**WHAT TO WORK ON:** Check which lines of the entries that follow hold "rock", then give the number of those lines and nothing more.

**DATA SUPPLIED:**
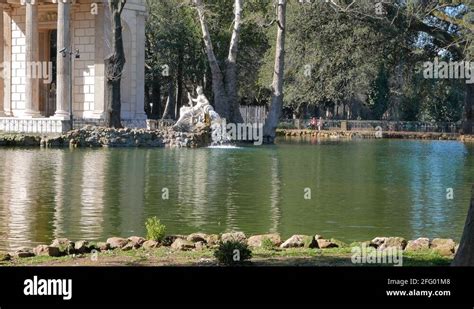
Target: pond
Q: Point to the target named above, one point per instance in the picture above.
(349, 190)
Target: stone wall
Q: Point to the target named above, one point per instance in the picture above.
(83, 24)
(18, 65)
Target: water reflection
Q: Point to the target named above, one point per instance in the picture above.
(359, 189)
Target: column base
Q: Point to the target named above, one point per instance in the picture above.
(61, 115)
(31, 114)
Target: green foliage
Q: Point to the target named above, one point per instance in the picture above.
(267, 244)
(155, 230)
(379, 94)
(232, 253)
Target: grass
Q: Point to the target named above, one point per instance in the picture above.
(164, 256)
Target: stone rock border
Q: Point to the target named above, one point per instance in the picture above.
(96, 137)
(200, 241)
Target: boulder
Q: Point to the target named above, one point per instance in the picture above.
(136, 241)
(257, 240)
(419, 244)
(295, 241)
(234, 236)
(150, 244)
(212, 240)
(170, 239)
(444, 247)
(377, 241)
(129, 246)
(5, 257)
(83, 247)
(44, 250)
(64, 245)
(182, 244)
(393, 242)
(103, 246)
(326, 244)
(117, 242)
(197, 237)
(24, 253)
(200, 245)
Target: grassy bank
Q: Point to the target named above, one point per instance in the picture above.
(165, 256)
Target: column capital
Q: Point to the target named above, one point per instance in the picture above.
(32, 57)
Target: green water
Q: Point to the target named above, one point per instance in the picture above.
(359, 190)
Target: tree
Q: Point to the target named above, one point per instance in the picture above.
(224, 90)
(465, 254)
(114, 65)
(276, 105)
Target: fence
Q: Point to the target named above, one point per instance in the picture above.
(370, 125)
(253, 114)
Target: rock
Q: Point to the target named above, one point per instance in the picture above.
(377, 241)
(5, 257)
(24, 253)
(82, 247)
(444, 247)
(393, 242)
(103, 246)
(200, 245)
(129, 246)
(418, 244)
(197, 237)
(117, 242)
(136, 241)
(64, 245)
(212, 240)
(257, 240)
(295, 241)
(326, 244)
(44, 250)
(182, 244)
(234, 236)
(170, 239)
(150, 244)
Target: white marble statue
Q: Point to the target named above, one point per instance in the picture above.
(192, 114)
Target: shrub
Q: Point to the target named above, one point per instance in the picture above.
(267, 244)
(154, 229)
(232, 253)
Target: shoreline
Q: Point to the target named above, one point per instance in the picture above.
(100, 137)
(197, 250)
(365, 134)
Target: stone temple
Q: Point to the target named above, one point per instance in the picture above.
(54, 50)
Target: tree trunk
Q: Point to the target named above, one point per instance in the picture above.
(170, 102)
(114, 64)
(468, 115)
(179, 81)
(156, 98)
(231, 65)
(273, 117)
(220, 97)
(465, 254)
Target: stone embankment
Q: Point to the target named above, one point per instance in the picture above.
(372, 134)
(96, 137)
(200, 241)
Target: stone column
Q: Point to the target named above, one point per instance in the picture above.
(32, 59)
(140, 77)
(63, 66)
(99, 64)
(7, 56)
(2, 61)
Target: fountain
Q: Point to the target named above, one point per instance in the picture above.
(202, 116)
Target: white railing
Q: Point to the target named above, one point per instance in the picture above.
(33, 125)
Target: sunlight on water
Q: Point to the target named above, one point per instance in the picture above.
(360, 190)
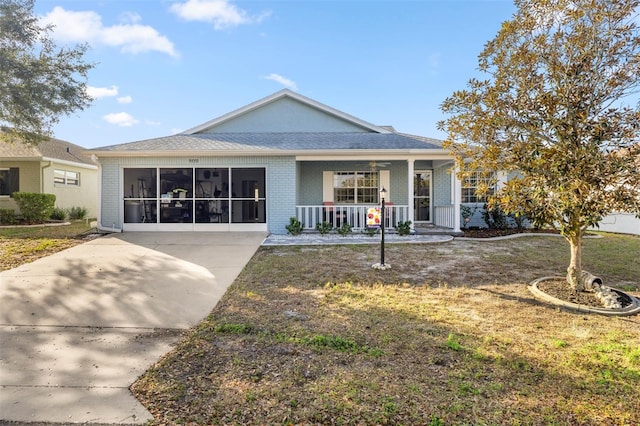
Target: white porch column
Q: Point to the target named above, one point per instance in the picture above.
(456, 185)
(410, 171)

**WRITTEN ANSWER:** 2